Burn Injuries and Their treatment
We are all at risk for accidental burns, no matter what our age. Burns can be caused by hot liquids, flames, chemicals or electrical sources. This is one medical problem where the proverb "an ounce of prevention is worth a pound of cure" is very apt. The best burn care is prevention. Despite the best preventive measures, accidental burns may still happen. Burns are classified by the severity of the injury, in particular, how deep the injury is. The Burn Classifications are...
First degree burns
are the least serious type of burn. It involves only the top surface of the skin. The burned area will be red, and sore to the touch, but there is no blister formation. It looks like a sunburn. It will heal in 2-5 days with not scarring, but may cause some local discoloration for a time. (for sunburn treatment...)
Second degree burns
involve the surface of the skin and the layer right below it. The skin will look red, have blisters which may be intact or broken and it will be painful to the touch. They usually heal within 5-21 days and may cause some mild scarring.
Third degree burns
are the most extensive and serious type of burn. It involves all the layers of the skin and may extend into deeper tissues as well. The burned area may appear blackened, white, mahogany or tan. There is no sensation of pain. Third degree burns will leave extensive scarring. Small areas will heal in several weeks, but larger areas need to have skin grafting to improve healing, limit scarring and to preserve as much function as possible.
Treatment for Thermal Burns
(Caused by hot fluids, hot surfaces or fire).
Stop the burning
. Remove the person from the source of heat. The rule is "Stop, Drop and Roll" for anyone whose hair or clothing is on fire. A blanket or rug may be used to smother the flames. Do not use your hands.
Cool the area
. Remove any non-sticking clothes. Apply cool compresses to the burned areas or place the burn under cool running water. Do not use refrigerated fluids or ice to cool the skin. If the person has sustained extensive burns over much of the body, do not attempt to cool them-doing so may cause hypothermia, a dangerous drop in body temperature.
Check to make sure the person can breathe. Stop any bleeding.
Remove any rings, bracelets or other objects before swelling occurs.
Cover the burned area with a sterile pad or a clean sheet.
If the burn is extensive, try to maintain body temperature by covering the person with a clean sheet and a blanket.
Seek medical care.
Remember - Call your doctor
, even if you think it's only a minor burn. Burns may actually be a lot more serious than they appear. This is particularly true of the very young and very old.
Do not apply any salves or ointments to a burn unless specifically instructed to do so by your doctor.

### [Problem set]
(A) In the burn care text, why should you not try to cool a person who has extensive burns over much of the body? Answer in one to three sentences.
(B) Turn the paragraph in the burn care text that starts "are the most extensive and serious type of burn" into a short bulleted list that keeps its main facts.
(C) Continue the burn care text from where it ends.
None of the data has anything to do with the burn text.

### [Records supplied]
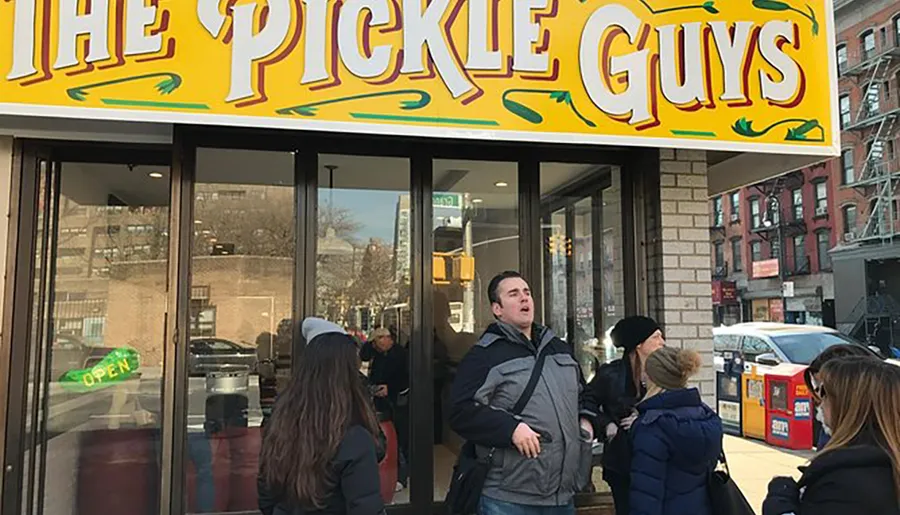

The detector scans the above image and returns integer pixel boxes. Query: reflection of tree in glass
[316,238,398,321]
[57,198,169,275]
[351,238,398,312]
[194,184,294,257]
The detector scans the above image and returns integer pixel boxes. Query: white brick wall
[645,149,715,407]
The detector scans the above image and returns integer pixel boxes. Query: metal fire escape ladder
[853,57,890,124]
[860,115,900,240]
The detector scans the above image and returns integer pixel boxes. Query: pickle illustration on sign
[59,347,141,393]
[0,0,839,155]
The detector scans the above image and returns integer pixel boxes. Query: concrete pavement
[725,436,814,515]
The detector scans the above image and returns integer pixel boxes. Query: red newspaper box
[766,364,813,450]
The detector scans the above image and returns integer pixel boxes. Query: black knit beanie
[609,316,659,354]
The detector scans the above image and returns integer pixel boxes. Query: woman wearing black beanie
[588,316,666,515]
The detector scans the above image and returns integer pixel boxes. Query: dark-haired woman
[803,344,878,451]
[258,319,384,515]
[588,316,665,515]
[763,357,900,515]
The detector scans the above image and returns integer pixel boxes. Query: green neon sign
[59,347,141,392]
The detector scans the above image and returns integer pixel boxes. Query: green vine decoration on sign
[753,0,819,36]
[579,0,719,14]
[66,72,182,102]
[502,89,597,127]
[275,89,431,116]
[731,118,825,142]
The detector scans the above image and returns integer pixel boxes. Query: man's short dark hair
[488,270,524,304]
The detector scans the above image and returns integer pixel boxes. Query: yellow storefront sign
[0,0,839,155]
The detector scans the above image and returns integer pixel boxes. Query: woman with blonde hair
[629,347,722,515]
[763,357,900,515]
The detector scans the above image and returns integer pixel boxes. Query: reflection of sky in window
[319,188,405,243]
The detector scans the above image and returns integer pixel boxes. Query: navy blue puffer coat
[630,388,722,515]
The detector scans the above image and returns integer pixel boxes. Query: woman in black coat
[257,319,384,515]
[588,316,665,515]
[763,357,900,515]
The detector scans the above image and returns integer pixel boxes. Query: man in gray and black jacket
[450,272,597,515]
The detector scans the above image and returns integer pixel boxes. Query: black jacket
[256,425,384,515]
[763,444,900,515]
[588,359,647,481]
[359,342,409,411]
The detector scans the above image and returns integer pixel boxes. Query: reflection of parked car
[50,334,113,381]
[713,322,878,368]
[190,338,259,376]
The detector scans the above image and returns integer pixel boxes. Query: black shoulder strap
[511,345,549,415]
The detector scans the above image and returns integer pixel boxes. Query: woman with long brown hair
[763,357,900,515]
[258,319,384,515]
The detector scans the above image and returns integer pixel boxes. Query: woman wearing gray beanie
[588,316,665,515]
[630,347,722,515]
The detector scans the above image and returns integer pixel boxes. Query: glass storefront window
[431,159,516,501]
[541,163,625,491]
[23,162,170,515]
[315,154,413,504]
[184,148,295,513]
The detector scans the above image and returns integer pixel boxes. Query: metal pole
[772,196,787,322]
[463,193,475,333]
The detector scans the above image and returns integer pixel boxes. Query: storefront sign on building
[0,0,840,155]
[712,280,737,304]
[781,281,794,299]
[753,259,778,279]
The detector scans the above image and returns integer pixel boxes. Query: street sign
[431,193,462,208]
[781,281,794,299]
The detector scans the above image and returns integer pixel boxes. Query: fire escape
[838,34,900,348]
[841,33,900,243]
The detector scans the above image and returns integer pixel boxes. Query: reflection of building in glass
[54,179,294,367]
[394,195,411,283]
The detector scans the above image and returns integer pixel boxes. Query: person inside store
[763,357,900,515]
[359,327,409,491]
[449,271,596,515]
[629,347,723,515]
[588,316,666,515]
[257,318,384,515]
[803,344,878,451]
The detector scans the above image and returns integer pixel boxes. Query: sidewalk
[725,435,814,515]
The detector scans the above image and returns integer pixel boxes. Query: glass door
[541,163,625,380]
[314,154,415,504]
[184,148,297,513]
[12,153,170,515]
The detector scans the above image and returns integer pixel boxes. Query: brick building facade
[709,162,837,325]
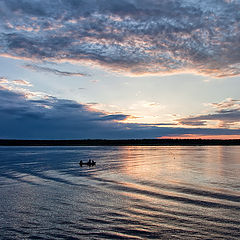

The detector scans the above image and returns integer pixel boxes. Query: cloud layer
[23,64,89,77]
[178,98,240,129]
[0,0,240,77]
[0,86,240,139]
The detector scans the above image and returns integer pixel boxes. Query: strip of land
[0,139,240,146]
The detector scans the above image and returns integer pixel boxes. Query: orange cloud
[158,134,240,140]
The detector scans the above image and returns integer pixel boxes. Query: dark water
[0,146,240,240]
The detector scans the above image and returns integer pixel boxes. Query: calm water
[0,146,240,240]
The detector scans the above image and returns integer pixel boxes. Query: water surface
* * *
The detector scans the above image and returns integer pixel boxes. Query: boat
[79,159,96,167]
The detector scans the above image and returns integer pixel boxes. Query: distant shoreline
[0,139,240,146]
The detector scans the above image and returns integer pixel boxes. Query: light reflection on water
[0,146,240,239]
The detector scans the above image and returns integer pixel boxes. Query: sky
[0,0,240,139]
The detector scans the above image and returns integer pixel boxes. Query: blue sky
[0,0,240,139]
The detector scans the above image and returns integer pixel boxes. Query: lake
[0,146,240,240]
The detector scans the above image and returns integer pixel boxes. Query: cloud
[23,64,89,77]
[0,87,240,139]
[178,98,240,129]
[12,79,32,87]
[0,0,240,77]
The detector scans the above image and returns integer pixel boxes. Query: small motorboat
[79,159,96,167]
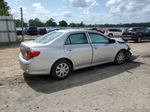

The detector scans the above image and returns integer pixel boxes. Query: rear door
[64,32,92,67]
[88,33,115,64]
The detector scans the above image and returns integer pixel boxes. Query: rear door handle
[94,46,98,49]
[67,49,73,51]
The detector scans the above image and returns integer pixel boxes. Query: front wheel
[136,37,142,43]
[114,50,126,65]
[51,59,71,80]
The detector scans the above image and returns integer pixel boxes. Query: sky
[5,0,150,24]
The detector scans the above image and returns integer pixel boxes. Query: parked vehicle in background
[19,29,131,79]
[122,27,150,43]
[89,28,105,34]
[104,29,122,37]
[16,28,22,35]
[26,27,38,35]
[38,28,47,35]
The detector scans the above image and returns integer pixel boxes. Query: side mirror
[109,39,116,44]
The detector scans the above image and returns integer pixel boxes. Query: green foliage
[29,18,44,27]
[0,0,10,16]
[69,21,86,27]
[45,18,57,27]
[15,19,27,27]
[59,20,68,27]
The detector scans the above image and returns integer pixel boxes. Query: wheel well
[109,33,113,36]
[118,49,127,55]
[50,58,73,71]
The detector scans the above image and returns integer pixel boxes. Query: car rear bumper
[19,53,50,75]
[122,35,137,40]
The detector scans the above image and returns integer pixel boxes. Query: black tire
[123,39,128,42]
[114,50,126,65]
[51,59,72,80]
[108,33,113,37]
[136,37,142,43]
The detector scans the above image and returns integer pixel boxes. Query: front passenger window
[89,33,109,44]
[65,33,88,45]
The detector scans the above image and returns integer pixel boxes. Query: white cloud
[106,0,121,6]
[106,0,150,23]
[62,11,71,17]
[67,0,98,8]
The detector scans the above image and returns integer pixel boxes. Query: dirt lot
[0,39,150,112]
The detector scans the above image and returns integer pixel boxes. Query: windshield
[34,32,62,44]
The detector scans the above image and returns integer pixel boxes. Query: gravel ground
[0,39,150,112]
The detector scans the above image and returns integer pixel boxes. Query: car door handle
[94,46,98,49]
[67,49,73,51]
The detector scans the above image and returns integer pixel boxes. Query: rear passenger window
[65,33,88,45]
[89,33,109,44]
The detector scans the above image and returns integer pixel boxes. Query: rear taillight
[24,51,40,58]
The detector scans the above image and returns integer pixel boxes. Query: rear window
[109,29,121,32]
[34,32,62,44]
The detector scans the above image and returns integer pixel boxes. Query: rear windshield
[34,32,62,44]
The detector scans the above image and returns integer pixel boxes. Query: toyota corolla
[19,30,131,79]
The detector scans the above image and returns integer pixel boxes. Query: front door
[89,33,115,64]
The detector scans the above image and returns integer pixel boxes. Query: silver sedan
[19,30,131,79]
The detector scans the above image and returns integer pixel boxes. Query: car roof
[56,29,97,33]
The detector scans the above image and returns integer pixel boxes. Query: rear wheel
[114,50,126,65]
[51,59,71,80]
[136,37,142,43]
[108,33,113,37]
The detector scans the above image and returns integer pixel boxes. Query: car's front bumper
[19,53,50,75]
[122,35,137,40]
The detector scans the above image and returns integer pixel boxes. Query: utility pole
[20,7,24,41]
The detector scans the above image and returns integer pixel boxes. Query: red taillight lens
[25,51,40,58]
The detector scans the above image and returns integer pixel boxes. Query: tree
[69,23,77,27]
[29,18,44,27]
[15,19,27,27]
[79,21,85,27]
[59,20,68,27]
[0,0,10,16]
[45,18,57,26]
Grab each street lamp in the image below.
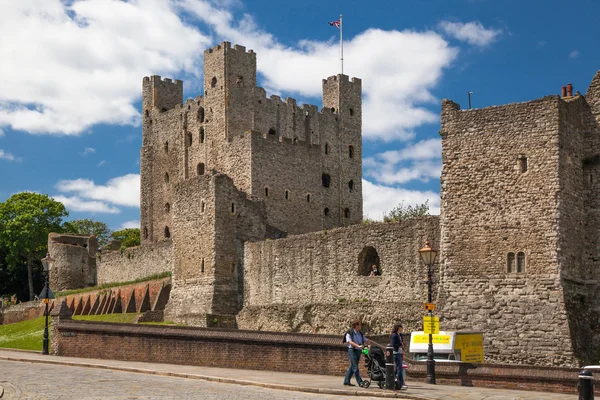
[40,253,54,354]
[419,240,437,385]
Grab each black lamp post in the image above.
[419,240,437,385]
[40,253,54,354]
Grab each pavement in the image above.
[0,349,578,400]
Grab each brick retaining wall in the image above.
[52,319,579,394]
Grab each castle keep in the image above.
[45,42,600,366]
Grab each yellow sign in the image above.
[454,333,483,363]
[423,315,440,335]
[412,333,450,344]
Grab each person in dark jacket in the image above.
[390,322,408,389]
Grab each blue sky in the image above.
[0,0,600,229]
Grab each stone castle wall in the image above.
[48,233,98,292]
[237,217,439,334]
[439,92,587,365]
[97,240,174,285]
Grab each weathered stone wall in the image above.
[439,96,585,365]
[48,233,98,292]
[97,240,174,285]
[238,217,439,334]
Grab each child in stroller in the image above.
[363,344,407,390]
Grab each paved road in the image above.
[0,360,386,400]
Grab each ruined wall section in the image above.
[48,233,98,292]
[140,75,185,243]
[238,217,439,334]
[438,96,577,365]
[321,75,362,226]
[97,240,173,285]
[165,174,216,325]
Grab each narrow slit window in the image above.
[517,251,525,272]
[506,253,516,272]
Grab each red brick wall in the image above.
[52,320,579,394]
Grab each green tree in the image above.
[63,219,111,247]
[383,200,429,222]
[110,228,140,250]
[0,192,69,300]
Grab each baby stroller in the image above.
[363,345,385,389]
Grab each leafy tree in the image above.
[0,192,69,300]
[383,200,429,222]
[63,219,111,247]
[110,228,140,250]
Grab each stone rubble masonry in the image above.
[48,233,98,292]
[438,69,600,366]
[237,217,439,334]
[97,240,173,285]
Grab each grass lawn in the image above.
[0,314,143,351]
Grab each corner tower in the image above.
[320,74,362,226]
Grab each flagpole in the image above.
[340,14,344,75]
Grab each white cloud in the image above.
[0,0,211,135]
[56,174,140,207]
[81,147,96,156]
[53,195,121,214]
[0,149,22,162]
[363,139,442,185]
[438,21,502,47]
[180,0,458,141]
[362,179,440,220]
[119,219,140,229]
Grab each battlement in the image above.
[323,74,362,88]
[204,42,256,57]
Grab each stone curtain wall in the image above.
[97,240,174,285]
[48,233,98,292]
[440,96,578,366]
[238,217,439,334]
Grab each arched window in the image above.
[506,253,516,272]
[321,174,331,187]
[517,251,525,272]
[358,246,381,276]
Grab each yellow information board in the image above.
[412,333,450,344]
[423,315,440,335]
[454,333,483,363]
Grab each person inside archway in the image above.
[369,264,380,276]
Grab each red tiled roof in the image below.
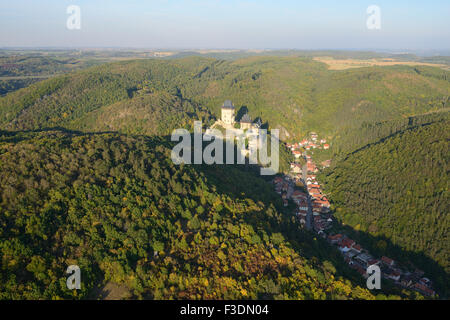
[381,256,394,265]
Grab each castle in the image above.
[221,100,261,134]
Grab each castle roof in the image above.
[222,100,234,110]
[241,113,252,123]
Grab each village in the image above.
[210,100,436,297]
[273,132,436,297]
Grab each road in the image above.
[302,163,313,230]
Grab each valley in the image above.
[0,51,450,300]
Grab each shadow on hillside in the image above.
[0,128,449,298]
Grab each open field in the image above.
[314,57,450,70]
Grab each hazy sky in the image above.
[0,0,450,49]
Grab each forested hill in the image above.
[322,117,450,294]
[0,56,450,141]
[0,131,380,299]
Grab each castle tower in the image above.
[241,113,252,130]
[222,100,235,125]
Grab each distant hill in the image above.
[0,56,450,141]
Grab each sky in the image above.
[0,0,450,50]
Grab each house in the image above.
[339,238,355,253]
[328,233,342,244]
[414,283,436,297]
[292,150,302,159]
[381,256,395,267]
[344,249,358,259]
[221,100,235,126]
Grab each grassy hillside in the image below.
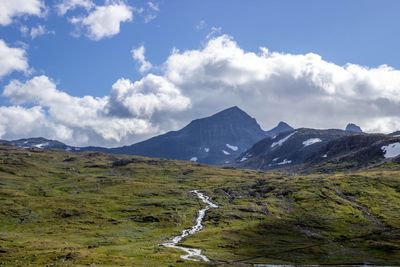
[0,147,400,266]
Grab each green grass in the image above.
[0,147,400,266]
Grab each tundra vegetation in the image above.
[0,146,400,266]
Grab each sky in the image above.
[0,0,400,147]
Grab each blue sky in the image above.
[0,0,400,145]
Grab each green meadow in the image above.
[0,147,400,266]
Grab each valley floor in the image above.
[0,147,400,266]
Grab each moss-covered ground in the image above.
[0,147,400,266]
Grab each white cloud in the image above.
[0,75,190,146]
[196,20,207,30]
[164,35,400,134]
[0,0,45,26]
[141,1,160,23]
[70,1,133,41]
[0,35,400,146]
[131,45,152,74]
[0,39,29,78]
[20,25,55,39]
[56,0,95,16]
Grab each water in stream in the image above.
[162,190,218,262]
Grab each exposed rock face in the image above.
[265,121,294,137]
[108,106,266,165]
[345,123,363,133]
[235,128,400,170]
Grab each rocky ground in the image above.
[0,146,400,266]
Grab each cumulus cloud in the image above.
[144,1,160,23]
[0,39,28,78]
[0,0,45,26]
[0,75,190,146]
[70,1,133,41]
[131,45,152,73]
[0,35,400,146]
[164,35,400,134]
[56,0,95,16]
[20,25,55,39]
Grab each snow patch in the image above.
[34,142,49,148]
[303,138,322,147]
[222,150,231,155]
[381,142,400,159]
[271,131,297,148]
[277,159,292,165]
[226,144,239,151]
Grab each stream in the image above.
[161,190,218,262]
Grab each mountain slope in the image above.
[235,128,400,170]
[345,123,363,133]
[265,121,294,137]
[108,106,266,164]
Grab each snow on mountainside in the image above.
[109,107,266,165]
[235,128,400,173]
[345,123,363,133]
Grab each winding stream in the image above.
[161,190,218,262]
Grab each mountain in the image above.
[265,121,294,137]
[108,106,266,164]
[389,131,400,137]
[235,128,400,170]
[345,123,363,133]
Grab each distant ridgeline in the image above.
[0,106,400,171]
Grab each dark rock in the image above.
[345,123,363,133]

### [Results]
(A) Cooling a person with extensive burns over much of the body may cause hypothermia. Hypothermia is a dangerous drop in body temperature.

(B)
- The most extensive and serious type of burn
- Involves all layers of the skin and may reach deeper tissues
- The burned area may look blackened, white, mahogany or tan
- There is no feeling of pain
- Leaves extensive scarring
- Small areas heal in several weeks; larger areas need skin grafting to improve healing, limit scarring and preserve function

(C)
Any burn of the face, hands, feet or genitals needs prompt medical attention.
If a thermal burn is small and is a first or second degree burn, a single standard dose of ibuprofen given within 6 hours of the injury will help to decrease inflammation, help to limit the extent of the injury and provide pain control. Call your health care provider about any burn, and if the burn is minor and managed at home, ask if they recommend the use of ibuprofen. Do not give ibuprofen if the burn is third degree or covers a large area--seek medical care as soon as possible.
Do not apply any salves or ointments to a burn unless specifically instructed to do so by your doctor. Ointments hold in heat and may increase the extent of the injury or complicate the cleaning and dressing of the burn.
All circumferential burns (burns that go completely around a finger, extremity or the body) need immediate medical care. Swelling that occurs may cut off circulation to the extremity or compromise breathing if the burn encircles the torso.
Monitor breathing continuously until medical care is obtained if there is a burn circling the chest. Anyone with a burn needs to be up to date on their tetanus immunizations. If it has been more than 5 years since the last tetanus shot, or if the initial immunization series is incomplete or unknown, a tetanus immunization should be given.
Tar burns are the one exception to the "no ice to burns" rule. Do apply ice to skin covered with tar. Mineral oil may be helpful in removing tar stuck to the skin.
If you receive medical care for your burn, the burn may be dressed with a white prescription salve called Silvadene®. It is a silver compound and when it comes in contact with air for a while it will turn black. If no one has warned you about this natural oxidation (tarnishing) reaction of the Silvadene® it can be rather scary to see. It looks like the wound has turned black.
Whether or not your child received medical care for her burn, call your doctor's office any time that you see drainage that looks like, if there is increasing redness, swelling or pain in the adjacent area or if a fever develops. Any of these signs could signal an infection. And unfortunately an infection in a minor burn may soon result in as much damage as a third degree burn.